GIVEN INSTRUCTION 1:
Answer these questions using the pull request page:
(a) Who merged the commits?
(b) What is the name of the source branch?
(c) What is the name of the new matcher?
GIVEN INSTRUCTION 2:
For each statement, say whether the pull request page supports it, and quote the words that decide it.
(a) The pull request holds five commits.
(b) After the change, the "Config loading timed out" message no longer fires Sentry events.
(c) The new matcher is connected to the central expected_error_kind dispatcher.
GIVEN INSTRUCTION 3: Extend the pull request page on the Sentry timeout message, picking up after its last line.

EXCERPT TO READ:
** begin **
Skip to content

fix(observability): demote "Config loading timed out" out of Sentry#2920

Merged
graycyrus merged 4 commits into
tinyhumansai:mainfrom
YellowSnnowmann:fix/sentry-config-load-timed-out
May 29, 2026
Merged

fix(observability): demote "Config loading timed out" out of Sentry#2920
graycyrus merged 4 commits into
tinyhumansai:mainfrom
YellowSnnowmann:fix/sentry-config-load-timed-out

Conversation

@YellowSnnowmann
Copy link
Copy Markdown
Contributor

@YellowSnnowmann YellowSnnowmann commented May 29, 2026

Summary

  • Classify the "Config loading timed out" wrapper string as an expected, non-actionable error so it no longer fires Sentry events.
  • Add ExpectedErrorKind::ConfigLoadTimedOut variant + is_config_load_timed_out_message matcher, wired into the central expected_error_kind dispatcher.
** end **
(Entries from an annotation dataset)
** begin **
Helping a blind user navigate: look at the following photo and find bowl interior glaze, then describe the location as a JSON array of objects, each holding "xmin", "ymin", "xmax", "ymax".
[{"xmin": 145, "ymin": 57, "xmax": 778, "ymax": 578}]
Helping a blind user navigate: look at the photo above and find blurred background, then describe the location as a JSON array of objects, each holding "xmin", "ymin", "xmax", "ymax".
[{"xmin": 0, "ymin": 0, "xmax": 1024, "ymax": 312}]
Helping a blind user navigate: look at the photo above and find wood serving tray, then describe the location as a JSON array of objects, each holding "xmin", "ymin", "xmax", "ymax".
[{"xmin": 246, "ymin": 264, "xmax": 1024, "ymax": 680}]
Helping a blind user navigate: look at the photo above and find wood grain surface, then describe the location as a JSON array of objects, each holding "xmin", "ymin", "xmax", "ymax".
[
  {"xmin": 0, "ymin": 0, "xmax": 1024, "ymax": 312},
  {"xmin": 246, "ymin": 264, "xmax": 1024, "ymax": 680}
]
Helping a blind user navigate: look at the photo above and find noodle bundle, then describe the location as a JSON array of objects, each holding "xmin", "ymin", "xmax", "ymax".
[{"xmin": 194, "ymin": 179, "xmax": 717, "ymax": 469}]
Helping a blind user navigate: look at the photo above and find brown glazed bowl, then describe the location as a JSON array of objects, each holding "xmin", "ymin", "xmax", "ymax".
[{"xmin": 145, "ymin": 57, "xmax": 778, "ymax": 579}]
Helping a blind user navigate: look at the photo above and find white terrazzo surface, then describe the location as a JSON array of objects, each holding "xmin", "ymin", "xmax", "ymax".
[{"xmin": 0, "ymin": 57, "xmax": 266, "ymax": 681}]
** end **
EXERCISE RESPONSE 1:
(a) graycyrus
(b) fix/sentry-config-load-timed-out
(c) is_config_load_timed_out_message

EXERCISE RESPONSE 2:
(a) No: "graycyrus merged 4 commits into"
(b) Yes: "so it no longer fires Sentry events"
(c) Yes: "wired into the central expected_error_kind dispatcher"

EXERCISE RESPONSE 3:
  • Demote the condition to warn! (breadcrumb only) in report_expected_message, matching the existing DiskFull treatment.
  • Add unit tests covering the canonical string, the RPC-wrapped shape, and negative cases (network/HTTP/cron timeouts must NOT match).

Problem

Sentry issue TAURI-RUST-5X (Config loading timed out, ~318 events, ongoing across openhuman@0.54.0 and openhuman@0.56.0) is pure noise. The string originates from load_config_with_timeout / reload_config_snapshot_with_timeout in src/openhuman/config/ops.rs:48,70 when tokio::time::timeout(CONFIG_LOAD_TIMEOUT, …) elapses around Config::load_or_init.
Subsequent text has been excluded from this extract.